**CHALLENGE 1:**
Return each line of the listing that contains the string "pane".

I tried the official demo image sequence. It still failed.
The error message was not useful. After searching around, I found the likely cause: the missing vcruntime140_1.dll file.
After placing that DLL in Windows/System32, the tool finally worked. However, 1 FPS still did not seem to work properly. I eventually used the generated output with a more normal frame rate.
Could Vap Be Useful Beyond Transparent Effects?
One interesting discovery: I tried an unprocessed MP4, and Vap could play it too.
That made me think of another possible use case.
On some Android browsers, especially older or heavily customized ones, native video playback can be annoying. The video layer may always sit above everything else, ignore z-index, or force its own player UI.
If Vap renders video through canvas/WebGL, it could potentially avoid some of those native video-layer issues.
That might be even more practical than transparent animation playback in some real projects.
The remaining question is audio.
In my test, the generated video had sound, but browser playback through Vap did not consistently produce audio. Chrome and Firefox had no sound. iOS 14 had sound. Android WeChat and the native Android browser did not.

**CHALLENGE 2:**
In the passage about Vap above, which missing file is named as the likely cause of the error?

(Box annotations for photos)
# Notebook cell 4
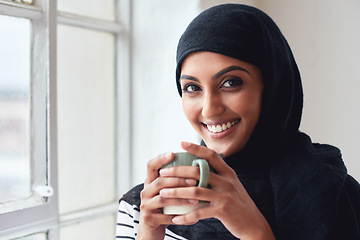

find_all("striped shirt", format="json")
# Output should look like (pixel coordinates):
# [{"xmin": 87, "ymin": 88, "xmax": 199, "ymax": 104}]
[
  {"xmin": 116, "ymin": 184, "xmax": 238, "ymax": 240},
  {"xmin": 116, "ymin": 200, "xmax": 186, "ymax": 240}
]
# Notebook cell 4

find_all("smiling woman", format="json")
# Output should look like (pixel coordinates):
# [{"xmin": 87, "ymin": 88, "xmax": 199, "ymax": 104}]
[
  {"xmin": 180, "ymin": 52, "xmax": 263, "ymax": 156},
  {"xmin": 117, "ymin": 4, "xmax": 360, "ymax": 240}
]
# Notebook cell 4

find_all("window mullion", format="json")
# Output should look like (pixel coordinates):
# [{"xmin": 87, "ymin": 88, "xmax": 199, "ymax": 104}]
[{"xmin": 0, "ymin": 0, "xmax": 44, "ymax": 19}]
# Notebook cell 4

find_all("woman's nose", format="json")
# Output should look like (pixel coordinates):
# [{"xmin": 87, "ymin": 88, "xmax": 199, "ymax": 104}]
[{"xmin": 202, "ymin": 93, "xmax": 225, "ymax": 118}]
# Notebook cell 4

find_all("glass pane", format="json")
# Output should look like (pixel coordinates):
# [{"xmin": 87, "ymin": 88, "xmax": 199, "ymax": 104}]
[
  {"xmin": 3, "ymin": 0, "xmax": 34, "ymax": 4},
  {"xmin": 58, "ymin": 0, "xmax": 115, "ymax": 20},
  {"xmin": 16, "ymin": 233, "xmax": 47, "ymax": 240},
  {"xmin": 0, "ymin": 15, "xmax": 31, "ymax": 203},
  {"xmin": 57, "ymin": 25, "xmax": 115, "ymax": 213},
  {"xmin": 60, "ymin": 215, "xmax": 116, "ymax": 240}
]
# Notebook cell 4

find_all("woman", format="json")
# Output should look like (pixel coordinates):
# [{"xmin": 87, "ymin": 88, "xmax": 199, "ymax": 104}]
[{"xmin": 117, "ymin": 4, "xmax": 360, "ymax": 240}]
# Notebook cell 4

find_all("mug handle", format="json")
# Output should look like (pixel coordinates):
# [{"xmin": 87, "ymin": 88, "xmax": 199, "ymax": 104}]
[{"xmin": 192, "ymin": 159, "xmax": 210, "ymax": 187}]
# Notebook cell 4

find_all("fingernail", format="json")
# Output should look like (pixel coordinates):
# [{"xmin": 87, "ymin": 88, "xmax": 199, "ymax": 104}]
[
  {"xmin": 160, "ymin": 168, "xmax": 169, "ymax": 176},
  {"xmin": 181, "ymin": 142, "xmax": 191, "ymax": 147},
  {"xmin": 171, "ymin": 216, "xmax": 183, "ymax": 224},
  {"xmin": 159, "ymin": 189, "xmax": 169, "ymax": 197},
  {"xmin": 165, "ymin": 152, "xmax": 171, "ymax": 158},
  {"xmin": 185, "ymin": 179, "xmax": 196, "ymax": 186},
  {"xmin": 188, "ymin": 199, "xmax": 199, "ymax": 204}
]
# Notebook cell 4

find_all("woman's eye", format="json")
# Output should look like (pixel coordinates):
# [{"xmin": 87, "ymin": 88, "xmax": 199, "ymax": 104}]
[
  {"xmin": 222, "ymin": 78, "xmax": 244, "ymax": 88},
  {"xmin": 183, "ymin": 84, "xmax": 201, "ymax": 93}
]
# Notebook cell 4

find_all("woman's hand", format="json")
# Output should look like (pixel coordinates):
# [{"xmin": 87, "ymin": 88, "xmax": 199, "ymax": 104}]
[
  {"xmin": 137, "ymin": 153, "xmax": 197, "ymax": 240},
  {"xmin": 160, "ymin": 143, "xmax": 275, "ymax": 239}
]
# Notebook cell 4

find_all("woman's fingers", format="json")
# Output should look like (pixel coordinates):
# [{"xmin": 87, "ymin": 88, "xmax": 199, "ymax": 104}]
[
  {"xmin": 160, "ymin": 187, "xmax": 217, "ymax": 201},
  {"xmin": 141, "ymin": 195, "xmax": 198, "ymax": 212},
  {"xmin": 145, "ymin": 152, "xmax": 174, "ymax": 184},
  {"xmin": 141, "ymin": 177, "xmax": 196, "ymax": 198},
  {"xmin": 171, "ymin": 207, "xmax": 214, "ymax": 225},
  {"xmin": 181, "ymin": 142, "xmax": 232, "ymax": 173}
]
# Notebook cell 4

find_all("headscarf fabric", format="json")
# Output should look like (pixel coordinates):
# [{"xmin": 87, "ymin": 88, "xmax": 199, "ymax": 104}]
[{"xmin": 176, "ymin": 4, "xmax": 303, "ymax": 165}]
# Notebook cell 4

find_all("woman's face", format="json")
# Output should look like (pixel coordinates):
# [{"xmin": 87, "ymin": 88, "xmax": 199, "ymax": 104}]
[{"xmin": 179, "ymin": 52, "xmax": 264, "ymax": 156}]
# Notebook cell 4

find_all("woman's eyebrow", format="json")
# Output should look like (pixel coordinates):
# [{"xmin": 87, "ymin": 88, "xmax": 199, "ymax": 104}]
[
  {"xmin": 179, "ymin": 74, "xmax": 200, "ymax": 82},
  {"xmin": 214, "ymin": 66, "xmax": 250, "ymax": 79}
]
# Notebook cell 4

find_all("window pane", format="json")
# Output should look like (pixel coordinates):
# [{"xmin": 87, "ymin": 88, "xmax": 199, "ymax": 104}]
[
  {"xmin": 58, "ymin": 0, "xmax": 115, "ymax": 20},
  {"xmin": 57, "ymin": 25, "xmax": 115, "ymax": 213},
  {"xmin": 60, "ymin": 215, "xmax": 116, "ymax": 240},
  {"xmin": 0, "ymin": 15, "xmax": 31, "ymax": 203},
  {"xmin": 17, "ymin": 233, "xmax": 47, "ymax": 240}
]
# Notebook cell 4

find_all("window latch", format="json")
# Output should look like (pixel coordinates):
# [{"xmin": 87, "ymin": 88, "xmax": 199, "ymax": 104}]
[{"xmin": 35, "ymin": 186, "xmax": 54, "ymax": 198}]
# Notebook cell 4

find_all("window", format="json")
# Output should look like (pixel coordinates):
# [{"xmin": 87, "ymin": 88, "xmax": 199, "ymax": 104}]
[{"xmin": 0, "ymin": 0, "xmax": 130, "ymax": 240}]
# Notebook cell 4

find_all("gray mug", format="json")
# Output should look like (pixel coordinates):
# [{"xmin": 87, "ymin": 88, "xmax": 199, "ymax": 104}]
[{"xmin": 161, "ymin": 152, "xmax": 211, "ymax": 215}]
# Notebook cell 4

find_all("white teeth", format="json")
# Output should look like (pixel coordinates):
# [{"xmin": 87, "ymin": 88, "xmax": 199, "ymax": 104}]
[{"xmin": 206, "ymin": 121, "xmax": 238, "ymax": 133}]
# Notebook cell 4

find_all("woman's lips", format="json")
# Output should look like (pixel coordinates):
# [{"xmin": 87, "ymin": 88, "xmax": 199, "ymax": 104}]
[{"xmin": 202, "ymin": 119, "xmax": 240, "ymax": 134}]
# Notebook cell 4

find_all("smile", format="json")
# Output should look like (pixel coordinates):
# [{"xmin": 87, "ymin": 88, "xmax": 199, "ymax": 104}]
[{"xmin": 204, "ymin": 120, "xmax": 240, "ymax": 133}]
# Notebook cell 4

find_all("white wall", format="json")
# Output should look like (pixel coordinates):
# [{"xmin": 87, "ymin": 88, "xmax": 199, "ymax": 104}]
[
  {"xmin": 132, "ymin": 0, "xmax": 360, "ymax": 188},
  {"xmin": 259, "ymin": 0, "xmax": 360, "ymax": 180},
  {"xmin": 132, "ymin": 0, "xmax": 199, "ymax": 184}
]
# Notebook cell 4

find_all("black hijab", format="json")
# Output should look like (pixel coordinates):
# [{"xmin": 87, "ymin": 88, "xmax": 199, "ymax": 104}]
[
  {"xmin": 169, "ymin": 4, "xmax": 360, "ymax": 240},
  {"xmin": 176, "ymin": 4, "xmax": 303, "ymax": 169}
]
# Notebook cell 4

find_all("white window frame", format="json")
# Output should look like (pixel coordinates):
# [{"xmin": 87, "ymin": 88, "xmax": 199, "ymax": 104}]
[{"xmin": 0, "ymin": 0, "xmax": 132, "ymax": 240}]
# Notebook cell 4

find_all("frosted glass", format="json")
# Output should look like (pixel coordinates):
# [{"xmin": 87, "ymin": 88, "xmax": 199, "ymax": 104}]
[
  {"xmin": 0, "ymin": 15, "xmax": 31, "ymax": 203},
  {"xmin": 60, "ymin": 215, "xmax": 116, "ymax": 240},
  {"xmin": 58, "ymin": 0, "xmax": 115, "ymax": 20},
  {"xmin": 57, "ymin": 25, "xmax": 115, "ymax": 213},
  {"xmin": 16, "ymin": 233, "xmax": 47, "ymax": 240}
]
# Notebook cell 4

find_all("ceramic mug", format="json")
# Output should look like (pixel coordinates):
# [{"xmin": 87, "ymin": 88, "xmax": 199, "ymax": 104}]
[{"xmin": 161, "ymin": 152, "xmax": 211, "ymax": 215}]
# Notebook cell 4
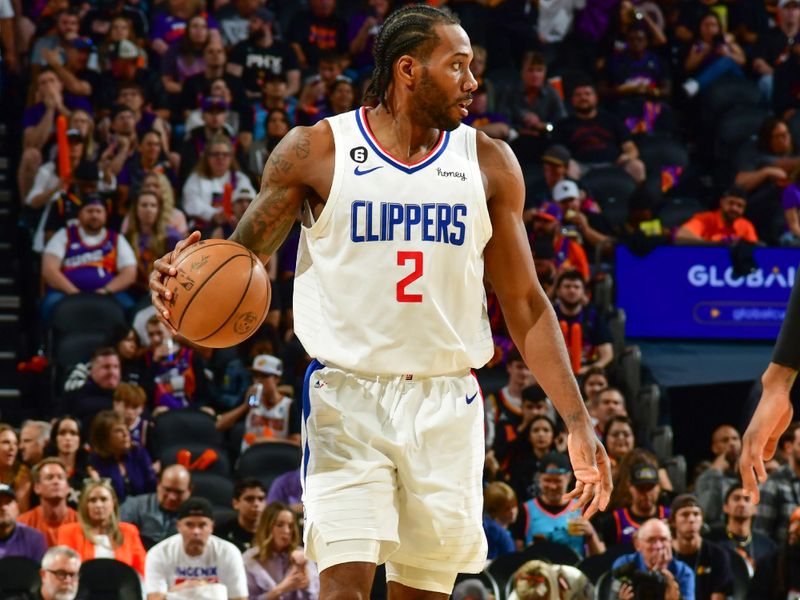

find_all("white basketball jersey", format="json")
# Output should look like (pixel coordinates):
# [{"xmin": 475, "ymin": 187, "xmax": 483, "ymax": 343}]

**CORRECT OUTPUT 1:**
find_all("glass pane", format="json")
find_all("window pane", format="json")

**CORRECT OUTPUT 2:**
vcruntime140_1.dll